Natural language region descriptions:
::::
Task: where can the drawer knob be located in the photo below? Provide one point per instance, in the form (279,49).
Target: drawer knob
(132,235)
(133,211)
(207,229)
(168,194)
::::
• _What to produce_
Each entry must be output exactly as it was written.

• _Problem solution_
Task: where can the drawer knob be located in the photo below? Provide one point per instance, in the form (279,49).
Target: drawer knob
(132,235)
(133,211)
(207,229)
(168,194)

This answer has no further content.